§ GIVEN TASK
Each entry here needs to be set down again exactly, please; pictures are left out.
— begin PROVIDED INFORMATION —
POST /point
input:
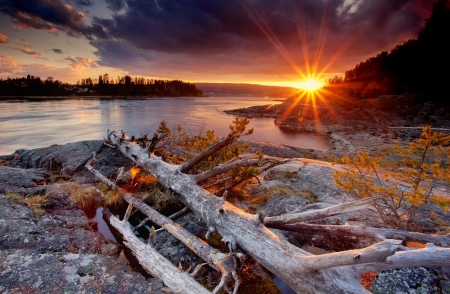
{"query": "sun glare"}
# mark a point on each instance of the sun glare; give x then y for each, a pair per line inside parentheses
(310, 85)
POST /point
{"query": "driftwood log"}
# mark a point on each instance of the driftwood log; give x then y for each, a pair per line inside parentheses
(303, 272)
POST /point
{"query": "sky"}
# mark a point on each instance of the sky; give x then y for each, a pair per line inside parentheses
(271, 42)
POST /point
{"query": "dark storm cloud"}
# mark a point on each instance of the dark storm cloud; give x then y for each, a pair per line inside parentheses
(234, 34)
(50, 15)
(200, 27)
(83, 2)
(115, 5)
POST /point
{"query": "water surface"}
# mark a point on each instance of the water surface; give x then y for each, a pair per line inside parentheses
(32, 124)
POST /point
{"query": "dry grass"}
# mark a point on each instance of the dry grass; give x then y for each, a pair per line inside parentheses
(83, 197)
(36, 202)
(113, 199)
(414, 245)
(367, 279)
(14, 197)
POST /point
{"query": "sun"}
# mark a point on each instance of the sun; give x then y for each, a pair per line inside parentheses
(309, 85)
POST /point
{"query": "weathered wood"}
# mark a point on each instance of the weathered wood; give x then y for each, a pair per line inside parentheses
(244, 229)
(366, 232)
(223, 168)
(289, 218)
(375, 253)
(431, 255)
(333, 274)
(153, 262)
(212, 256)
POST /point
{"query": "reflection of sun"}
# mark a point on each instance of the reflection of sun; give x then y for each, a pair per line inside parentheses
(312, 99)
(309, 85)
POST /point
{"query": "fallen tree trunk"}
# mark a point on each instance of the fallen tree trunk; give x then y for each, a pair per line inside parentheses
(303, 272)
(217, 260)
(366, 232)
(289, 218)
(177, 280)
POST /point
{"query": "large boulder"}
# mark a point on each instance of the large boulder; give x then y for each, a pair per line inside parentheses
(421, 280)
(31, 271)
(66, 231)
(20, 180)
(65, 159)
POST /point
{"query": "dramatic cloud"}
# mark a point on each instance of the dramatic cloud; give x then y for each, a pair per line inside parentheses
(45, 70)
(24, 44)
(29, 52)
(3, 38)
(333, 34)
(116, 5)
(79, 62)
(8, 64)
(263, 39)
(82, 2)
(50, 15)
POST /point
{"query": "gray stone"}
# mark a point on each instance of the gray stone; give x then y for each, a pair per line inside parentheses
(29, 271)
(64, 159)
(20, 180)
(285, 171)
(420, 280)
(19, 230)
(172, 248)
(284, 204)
— end PROVIDED INFORMATION —
§ WORKED ANSWER
POST /point
input:
{"query": "sun glare"}
# mark a point on each instance of the sun glare; give x then y for each, a pair per line inside parentheses
(310, 85)
POST /point
{"query": "driftwood log"}
# mark a point on each instance of the driftwood log; give x then y for each, a pair per line inside parentheses
(303, 272)
POST /point
{"query": "sky"}
# mark a point on each instance of the sky; give x then y for each, a pair per line inside parentheses
(271, 42)
POST /point
{"query": "dark storm cloud"}
# mark a point on each instance of the dark storm cloud; give x then y for each, a pair per line inside parentheses
(234, 34)
(50, 15)
(200, 27)
(83, 2)
(115, 5)
POST /point
{"query": "water surface"}
# mark a point on each instance of the water surface; give x then y for each, a pair per line inside parentheses
(32, 124)
POST /point
{"query": "dry grass"}
# mark a point on each instance of the dry grass; give x then y for each, a pair per line inside parentheses
(83, 197)
(36, 202)
(113, 199)
(414, 245)
(367, 279)
(14, 197)
POST /point
{"query": "sun"}
# mark a point on each instance of the sun; give x then y for each, a pair per line inside parentheses
(309, 85)
POST /point
{"query": "weathered wood"}
# mark a point on each instance of the weathered wood; give x then y for each, a pair per line inside parentheses
(244, 229)
(366, 232)
(223, 168)
(289, 218)
(375, 253)
(431, 255)
(333, 274)
(153, 262)
(212, 256)
POST /point
{"query": "reflection of sun"}
# mark a point on each instance of the reflection of sun; give x then y for each, a pair per line inside parentheses
(312, 99)
(309, 85)
POST /point
{"query": "fallen tree trunk"}
# mark a point on each instance of the fallen tree trunk; give x then y for each, a pair per line inside parentheses
(303, 272)
(217, 260)
(366, 232)
(289, 218)
(177, 280)
POST /point
{"query": "large boulder"}
# mark a point on each instance of the large boulder; give x then y for each, a pair per line inside parentheses
(421, 280)
(31, 271)
(66, 231)
(20, 180)
(65, 159)
POST /point
{"query": "dramatic cloud"}
# mark a point on each instance of the dramatic cloud; give x then y for each, a pair per line inside parentheses
(45, 70)
(24, 44)
(29, 52)
(3, 38)
(333, 34)
(116, 5)
(79, 62)
(8, 64)
(263, 39)
(82, 2)
(50, 15)
POST /point
{"query": "gray stone"}
# mark a point on each instance of the gray stone; give x then y for each, a pair per line inside parentheses
(29, 271)
(64, 159)
(20, 180)
(285, 171)
(420, 280)
(19, 230)
(172, 248)
(284, 204)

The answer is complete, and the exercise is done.